▶ Items
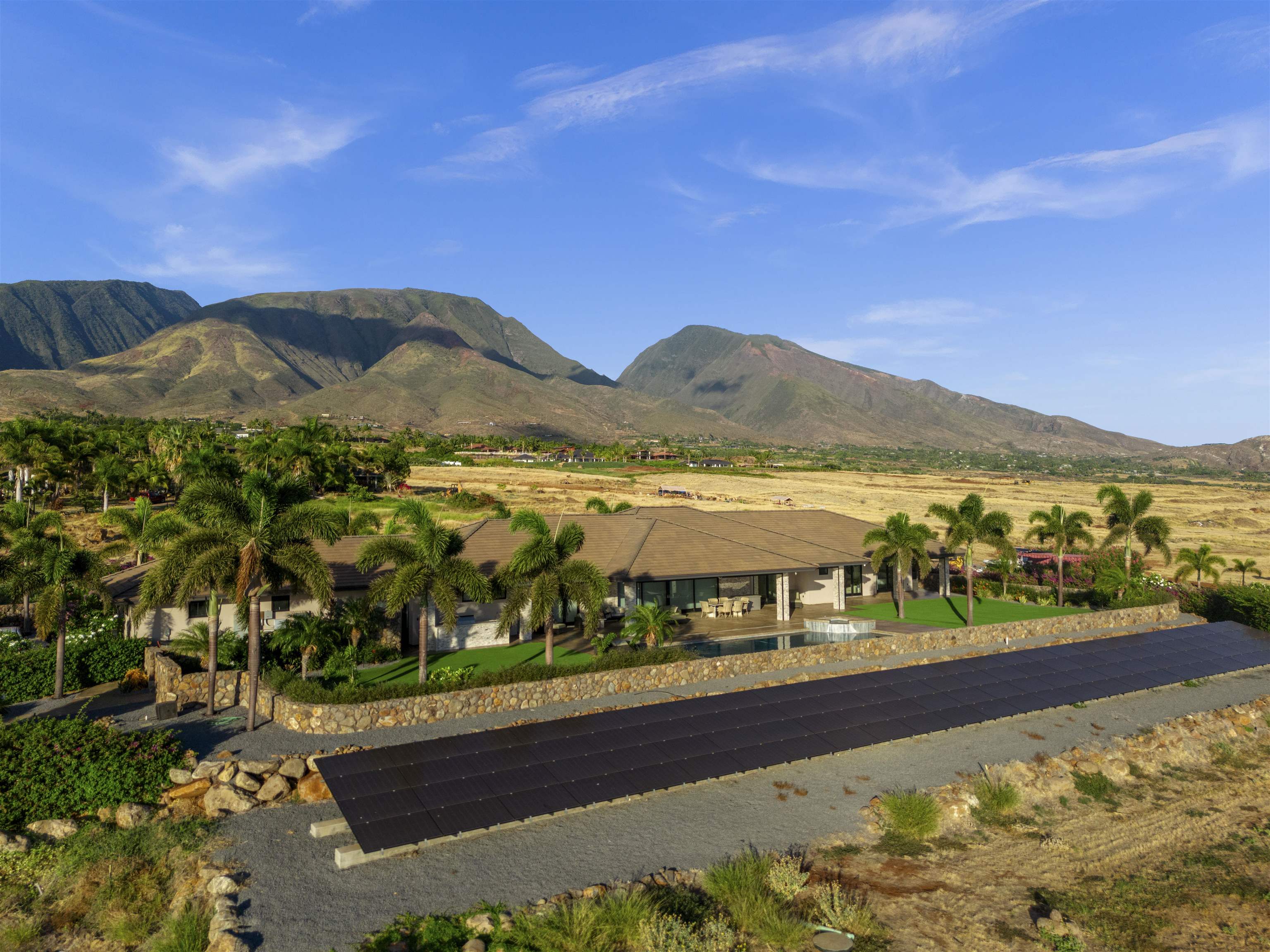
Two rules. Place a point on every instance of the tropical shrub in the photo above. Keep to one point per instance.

* * *

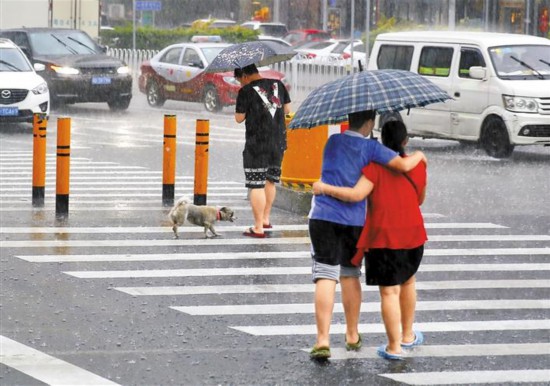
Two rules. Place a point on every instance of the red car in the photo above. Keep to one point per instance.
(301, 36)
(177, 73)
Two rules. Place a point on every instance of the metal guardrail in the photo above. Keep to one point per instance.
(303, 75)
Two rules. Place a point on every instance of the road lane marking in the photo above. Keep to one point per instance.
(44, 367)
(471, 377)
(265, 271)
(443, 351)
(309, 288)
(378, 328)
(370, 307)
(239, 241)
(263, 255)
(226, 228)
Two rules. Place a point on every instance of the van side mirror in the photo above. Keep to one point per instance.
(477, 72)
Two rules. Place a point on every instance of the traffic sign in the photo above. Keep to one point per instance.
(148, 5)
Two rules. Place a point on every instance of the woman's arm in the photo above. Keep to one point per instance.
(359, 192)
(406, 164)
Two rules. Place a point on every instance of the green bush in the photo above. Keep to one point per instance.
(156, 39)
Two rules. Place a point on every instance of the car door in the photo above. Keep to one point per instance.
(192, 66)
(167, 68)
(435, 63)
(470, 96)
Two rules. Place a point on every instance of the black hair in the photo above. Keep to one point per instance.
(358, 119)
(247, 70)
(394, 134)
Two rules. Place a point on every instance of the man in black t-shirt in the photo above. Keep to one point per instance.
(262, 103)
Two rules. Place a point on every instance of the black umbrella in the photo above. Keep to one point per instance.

▶ Short problem
Count the lines in the rows above that contain the word "black", and give only that number.

▶ Exercise response
3